**Text block:**

▼

The Karakalou Monastery is situated on the southeast side of the Athos Peninsula in northern Greece, between the monasteries of Great Lavra and Iviron. Karakalou is dedicated to the Apostles Paul and Peter. It is ranked eleventh in the hierarchical order of the twenty monasteries located on the Mount Athos peninsula.
Founded in the 11th century, the monastery received its name after either the Roman emperor Karakala or the monk, Karakalas, who was said to be its founder. Karakalou was first mentioned in documents from 1018 and 1087. Built on the side of a mountain Karakalou appears now like a fortress overlooking the Mediterranean Sea, the consequence of having been destroyed twice.
In the 14th century it was devastated by Latin and pirate raids during the period of occupation by Frankish forces after they had conquered Constantinople in 1204. Then, prior to its rebuilding in the 16th century, the monastery was destroyed again by pirates. The emperors Andronic II and John V Paleologos rebuilt Karakalou after the first destruction and after the second raid it was rebuilt by Peter, the ruler of Moldavia and his descendants. According to the local athonite tradition, later on, Peter took monastic vows at Karakalou. In the 17th century, Karakalou was given ownership of the dependency of St. Nicholas in Ismaelia. Under Ottoman rule the monastery lost its estates to expropriation by the Turks. The monastery also played a role in the struggle by the Greeks for liberation of their homeland from Ottoman rule.

▲

**Exercise instructions:** Copy out the Karakalou Monastery text above word for word, in full.

**Data section:**
▼

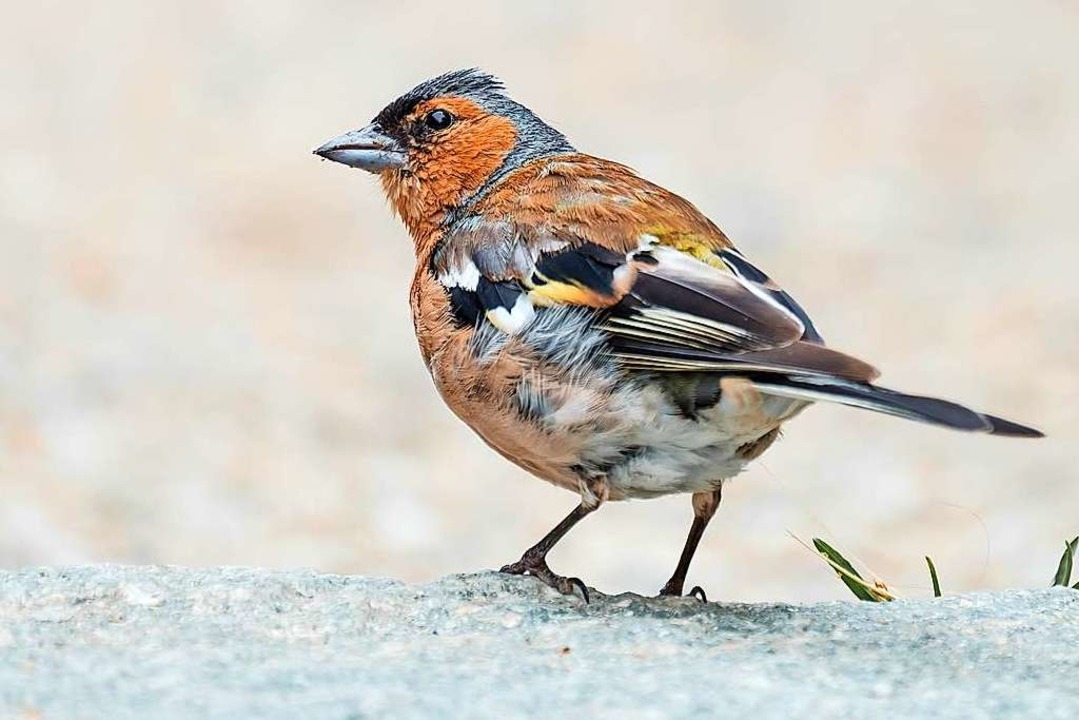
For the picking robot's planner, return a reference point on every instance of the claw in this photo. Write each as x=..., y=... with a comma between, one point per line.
x=579, y=584
x=538, y=569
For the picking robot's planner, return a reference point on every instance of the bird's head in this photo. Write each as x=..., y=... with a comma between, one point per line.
x=442, y=144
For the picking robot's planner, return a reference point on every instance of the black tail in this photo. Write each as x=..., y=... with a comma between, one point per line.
x=881, y=399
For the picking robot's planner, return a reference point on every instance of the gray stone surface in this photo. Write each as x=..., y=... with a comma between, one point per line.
x=106, y=641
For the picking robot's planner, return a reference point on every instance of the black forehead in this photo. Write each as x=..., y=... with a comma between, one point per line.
x=472, y=83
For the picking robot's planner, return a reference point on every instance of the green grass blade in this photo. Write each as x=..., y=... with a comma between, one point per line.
x=858, y=588
x=932, y=574
x=1064, y=569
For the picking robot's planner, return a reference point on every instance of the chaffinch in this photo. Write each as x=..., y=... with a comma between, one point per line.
x=590, y=326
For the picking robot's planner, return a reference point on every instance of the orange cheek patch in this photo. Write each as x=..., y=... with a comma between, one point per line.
x=466, y=154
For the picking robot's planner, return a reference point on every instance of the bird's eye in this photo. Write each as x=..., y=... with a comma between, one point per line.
x=438, y=120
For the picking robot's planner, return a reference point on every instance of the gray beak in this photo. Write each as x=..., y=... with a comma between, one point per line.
x=368, y=149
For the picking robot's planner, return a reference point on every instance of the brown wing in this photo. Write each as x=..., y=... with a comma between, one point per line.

▲

**Response box:**
The Karakalou Monastery is situated on the southeast side of the Athos Peninsula in northern Greece, between the monasteries of Great Lavra and Iviron. Karakalou is dedicated to the Apostles Paul and Peter. It is ranked eleventh in the hierarchical order of the twenty monasteries located on the Mount Athos peninsula.
Founded in the 11th century, the monastery received its name after either the Roman emperor Karakala or the monk, Karakalas, who was said to be its founder. Karakalou was first mentioned in documents from 1018 and 1087. Built on the side of a mountain Karakalou appears now like a fortress overlooking the Mediterranean Sea, the consequence of having been destroyed twice.
In the 14th century it was devastated by Latin and pirate raids during the period of occupation by Frankish forces after they had conquered Constantinople in 1204. Then, prior to its rebuilding in the 16th century, the monastery was destroyed again by pirates. The emperors Andronic II and John V Paleologos rebuilt Karakalou after the first destruction and after the second raid it was rebuilt by Peter, the ruler of Moldavia and his descendants. According to the local athonite tradition, later on, Peter took monastic vows at Karakalou. In the 17th century, Karakalou was given ownership of the dependency of St. Nicholas in Ismaelia. Under Ottoman rule the monastery lost its estates to expropriation by the Turks. The monastery also played a role in the struggle by the Greeks for liberation of their homeland from Ottoman rule.